**Objective**
Copy the listing below from its first line through the line that contains "x=161 y=459", swapping "thickest part" for "widest part" and changing nothing else. Leave the pictures out of your answer.
--- Input rows ---
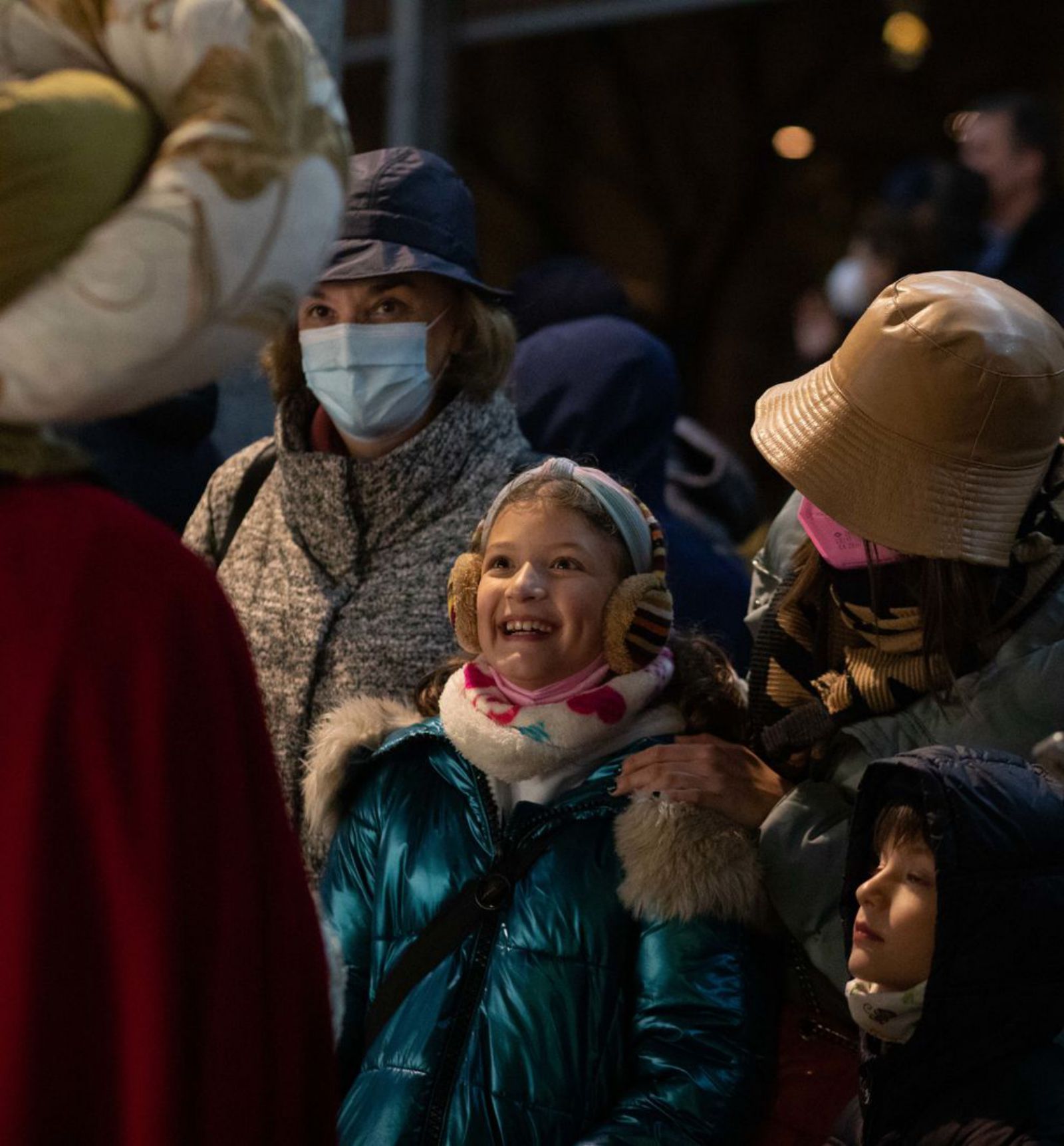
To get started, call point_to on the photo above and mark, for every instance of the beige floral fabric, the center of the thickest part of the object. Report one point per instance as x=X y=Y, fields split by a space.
x=229 y=227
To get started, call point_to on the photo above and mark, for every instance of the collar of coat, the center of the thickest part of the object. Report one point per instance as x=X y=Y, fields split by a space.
x=469 y=447
x=680 y=861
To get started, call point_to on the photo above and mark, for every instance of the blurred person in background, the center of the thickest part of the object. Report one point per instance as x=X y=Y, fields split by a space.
x=910 y=592
x=590 y=383
x=926 y=218
x=390 y=440
x=708 y=485
x=162 y=972
x=1011 y=141
x=161 y=459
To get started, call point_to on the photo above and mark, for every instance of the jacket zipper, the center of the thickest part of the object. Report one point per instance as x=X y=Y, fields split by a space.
x=473 y=982
x=469 y=990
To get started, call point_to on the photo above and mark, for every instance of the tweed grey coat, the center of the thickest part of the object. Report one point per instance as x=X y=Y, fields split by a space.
x=338 y=571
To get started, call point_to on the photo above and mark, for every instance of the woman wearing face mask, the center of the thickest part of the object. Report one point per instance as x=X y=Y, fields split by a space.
x=390 y=439
x=910 y=593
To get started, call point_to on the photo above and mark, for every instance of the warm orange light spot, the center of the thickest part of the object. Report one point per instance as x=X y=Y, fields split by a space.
x=907 y=35
x=958 y=123
x=793 y=142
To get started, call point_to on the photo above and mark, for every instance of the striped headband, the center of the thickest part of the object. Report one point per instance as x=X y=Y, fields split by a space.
x=639 y=530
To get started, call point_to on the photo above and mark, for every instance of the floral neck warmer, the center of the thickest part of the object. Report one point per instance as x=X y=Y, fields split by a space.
x=513 y=742
x=890 y=1016
x=586 y=679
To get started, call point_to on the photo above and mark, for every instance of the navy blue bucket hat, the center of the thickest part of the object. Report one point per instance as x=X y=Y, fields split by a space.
x=407 y=211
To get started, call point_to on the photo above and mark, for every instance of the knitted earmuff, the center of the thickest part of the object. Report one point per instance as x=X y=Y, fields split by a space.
x=638 y=616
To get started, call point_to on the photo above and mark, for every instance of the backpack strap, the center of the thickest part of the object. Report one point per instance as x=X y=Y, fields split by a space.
x=475 y=903
x=250 y=484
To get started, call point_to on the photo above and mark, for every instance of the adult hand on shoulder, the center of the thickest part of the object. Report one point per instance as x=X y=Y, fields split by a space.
x=709 y=772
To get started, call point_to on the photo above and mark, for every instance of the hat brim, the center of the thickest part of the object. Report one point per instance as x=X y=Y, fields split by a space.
x=370 y=258
x=883 y=486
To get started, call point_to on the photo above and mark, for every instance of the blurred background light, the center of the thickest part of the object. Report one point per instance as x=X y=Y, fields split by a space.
x=793 y=142
x=958 y=123
x=908 y=38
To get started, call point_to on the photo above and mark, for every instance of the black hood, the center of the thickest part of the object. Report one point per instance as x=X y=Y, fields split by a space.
x=601 y=390
x=997 y=982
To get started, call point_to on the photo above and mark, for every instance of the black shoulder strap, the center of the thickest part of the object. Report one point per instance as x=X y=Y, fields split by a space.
x=250 y=484
x=459 y=917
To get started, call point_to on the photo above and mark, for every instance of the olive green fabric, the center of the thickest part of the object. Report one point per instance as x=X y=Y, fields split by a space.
x=74 y=146
x=28 y=452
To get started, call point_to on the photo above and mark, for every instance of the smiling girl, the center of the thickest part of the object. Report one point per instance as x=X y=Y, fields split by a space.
x=531 y=959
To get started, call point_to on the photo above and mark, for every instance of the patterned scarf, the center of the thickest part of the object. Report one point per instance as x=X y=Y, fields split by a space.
x=806 y=681
x=514 y=742
x=890 y=1016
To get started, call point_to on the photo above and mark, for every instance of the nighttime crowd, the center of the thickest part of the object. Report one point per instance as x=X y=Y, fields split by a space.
x=478 y=768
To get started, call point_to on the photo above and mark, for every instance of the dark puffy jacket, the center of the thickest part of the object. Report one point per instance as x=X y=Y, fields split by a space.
x=982 y=1068
x=606 y=392
x=565 y=1019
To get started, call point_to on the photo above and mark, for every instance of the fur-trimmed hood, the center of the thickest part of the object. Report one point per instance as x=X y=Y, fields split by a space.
x=680 y=861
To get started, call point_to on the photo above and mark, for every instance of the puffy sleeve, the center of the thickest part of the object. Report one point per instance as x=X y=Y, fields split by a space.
x=346 y=895
x=701 y=1036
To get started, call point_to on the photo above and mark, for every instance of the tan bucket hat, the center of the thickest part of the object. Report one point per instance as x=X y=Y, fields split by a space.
x=932 y=427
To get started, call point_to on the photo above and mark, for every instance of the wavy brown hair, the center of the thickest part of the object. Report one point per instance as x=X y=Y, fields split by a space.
x=703 y=687
x=477 y=369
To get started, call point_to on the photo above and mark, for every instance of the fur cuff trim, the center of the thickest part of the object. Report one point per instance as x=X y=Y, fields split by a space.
x=359 y=726
x=682 y=861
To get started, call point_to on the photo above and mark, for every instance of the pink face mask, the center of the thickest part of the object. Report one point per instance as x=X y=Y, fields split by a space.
x=839 y=547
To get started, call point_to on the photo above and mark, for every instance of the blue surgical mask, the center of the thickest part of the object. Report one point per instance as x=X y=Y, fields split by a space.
x=373 y=380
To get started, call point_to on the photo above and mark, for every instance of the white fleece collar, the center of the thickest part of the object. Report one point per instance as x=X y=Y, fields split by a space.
x=514 y=743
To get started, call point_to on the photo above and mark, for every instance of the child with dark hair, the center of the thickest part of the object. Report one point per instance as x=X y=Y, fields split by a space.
x=954 y=903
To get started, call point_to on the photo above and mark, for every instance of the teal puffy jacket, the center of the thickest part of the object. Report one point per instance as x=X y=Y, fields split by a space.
x=565 y=1019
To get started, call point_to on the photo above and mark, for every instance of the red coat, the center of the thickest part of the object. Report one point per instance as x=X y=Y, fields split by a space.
x=162 y=980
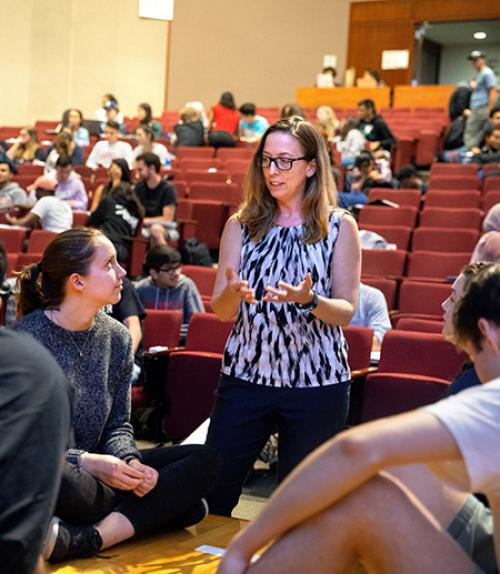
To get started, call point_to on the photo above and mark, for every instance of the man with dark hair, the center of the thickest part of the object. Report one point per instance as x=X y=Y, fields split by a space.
x=158 y=198
x=483 y=99
x=166 y=287
x=105 y=151
x=35 y=417
x=252 y=126
x=10 y=192
x=373 y=126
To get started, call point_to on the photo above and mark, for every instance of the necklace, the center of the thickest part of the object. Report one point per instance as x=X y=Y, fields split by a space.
x=70 y=336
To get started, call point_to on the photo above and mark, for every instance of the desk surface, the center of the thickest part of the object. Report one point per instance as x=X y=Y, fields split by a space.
x=172 y=552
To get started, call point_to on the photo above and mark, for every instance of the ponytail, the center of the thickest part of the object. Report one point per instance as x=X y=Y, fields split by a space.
x=29 y=294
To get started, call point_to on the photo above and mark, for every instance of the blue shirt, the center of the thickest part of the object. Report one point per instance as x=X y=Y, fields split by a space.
x=485 y=80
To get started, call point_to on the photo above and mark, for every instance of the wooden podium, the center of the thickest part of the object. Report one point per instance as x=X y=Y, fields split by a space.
x=342 y=97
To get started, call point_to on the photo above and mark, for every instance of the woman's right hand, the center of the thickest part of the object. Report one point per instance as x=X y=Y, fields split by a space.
x=239 y=287
x=112 y=470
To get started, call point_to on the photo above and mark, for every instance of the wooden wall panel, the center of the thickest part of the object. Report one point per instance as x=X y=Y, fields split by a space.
x=390 y=25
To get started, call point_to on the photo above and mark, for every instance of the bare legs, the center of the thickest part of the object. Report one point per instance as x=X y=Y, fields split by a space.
x=381 y=525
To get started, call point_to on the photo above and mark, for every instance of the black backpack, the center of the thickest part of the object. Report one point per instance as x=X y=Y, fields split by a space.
x=195 y=253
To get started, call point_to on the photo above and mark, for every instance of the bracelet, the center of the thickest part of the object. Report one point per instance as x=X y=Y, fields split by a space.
x=309 y=307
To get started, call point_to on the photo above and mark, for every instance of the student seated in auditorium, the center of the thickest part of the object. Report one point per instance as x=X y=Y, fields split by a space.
x=350 y=142
x=10 y=192
x=145 y=116
x=26 y=148
x=118 y=216
x=118 y=172
x=158 y=198
x=189 y=131
x=166 y=287
x=368 y=172
x=112 y=112
x=145 y=143
x=490 y=151
x=73 y=120
x=110 y=490
x=407 y=178
x=49 y=212
x=347 y=504
x=64 y=145
x=371 y=311
x=109 y=148
x=252 y=126
x=373 y=127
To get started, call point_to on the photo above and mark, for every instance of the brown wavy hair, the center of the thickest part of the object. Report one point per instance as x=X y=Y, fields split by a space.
x=259 y=209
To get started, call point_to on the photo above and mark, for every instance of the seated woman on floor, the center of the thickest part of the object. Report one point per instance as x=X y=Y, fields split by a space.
x=110 y=490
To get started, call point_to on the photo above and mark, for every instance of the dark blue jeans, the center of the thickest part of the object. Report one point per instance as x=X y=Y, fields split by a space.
x=245 y=415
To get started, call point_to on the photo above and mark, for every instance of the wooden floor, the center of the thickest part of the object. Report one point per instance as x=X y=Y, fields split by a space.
x=172 y=553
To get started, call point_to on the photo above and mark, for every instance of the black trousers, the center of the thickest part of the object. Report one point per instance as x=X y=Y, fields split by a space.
x=245 y=415
x=35 y=418
x=186 y=474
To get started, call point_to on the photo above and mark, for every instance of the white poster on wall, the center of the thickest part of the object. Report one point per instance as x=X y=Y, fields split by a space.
x=156 y=9
x=395 y=59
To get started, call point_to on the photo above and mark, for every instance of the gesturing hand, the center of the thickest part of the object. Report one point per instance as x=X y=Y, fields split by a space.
x=287 y=293
x=112 y=471
x=150 y=478
x=239 y=286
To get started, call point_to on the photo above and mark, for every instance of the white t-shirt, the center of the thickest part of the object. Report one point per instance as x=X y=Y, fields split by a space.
x=473 y=418
x=55 y=214
x=103 y=153
x=159 y=149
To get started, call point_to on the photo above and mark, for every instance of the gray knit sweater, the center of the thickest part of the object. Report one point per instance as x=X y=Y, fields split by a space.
x=100 y=377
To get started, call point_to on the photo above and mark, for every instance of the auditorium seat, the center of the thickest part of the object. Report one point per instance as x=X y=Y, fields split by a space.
x=436 y=265
x=192 y=378
x=207 y=333
x=447 y=240
x=359 y=340
x=381 y=263
x=162 y=328
x=387 y=286
x=452 y=199
x=381 y=215
x=454 y=218
x=400 y=236
x=404 y=197
x=194 y=152
x=419 y=325
x=12 y=239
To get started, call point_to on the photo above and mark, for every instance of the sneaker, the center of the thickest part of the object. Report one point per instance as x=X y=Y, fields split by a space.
x=193 y=515
x=64 y=541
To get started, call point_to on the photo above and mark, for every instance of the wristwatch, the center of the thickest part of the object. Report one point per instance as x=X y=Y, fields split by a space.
x=74 y=456
x=309 y=307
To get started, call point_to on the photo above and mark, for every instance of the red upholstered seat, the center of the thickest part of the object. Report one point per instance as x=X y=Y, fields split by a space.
x=359 y=340
x=207 y=333
x=162 y=328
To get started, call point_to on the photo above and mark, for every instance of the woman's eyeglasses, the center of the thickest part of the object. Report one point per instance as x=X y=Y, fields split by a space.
x=281 y=163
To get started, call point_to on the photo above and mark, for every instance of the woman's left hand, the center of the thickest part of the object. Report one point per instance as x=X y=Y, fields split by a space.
x=287 y=293
x=150 y=478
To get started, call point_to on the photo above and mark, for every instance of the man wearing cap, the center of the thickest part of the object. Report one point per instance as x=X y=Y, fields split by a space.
x=49 y=212
x=483 y=99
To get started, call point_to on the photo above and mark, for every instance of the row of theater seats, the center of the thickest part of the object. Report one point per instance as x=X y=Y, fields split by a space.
x=415 y=369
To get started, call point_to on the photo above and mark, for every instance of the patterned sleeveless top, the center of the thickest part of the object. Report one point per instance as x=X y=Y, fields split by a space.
x=276 y=344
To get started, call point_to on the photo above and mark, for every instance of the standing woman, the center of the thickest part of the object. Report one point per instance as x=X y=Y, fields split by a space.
x=289 y=268
x=110 y=490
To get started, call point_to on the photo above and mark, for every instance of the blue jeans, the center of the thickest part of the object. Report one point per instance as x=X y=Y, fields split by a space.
x=245 y=415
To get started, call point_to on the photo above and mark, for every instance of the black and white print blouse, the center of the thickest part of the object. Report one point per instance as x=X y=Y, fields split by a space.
x=276 y=344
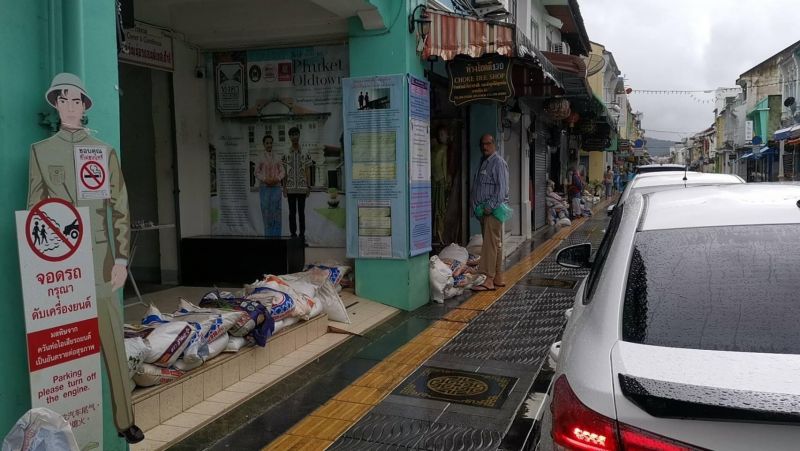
---
**Solution**
To get started, call point_to on the photo above and mark, for every instance of the beige floral fabric, the center of the widest part of the object. Report one point per instance as x=X y=Y, fields split by a space.
x=229 y=227
To get started, call point_to on the photo above and mark, for every instance of the collar of coat, the center of the widest part of the object. Report one point per instance as x=X y=Y, fields split by a space.
x=469 y=447
x=680 y=861
To get started, call point_to on the photo above and mark, for every instance of the blurred person in background, the center of the widest part of the object. Report one point per instance as x=X y=Y, fields split by a space.
x=910 y=592
x=590 y=383
x=926 y=218
x=390 y=440
x=708 y=485
x=162 y=972
x=1011 y=141
x=161 y=459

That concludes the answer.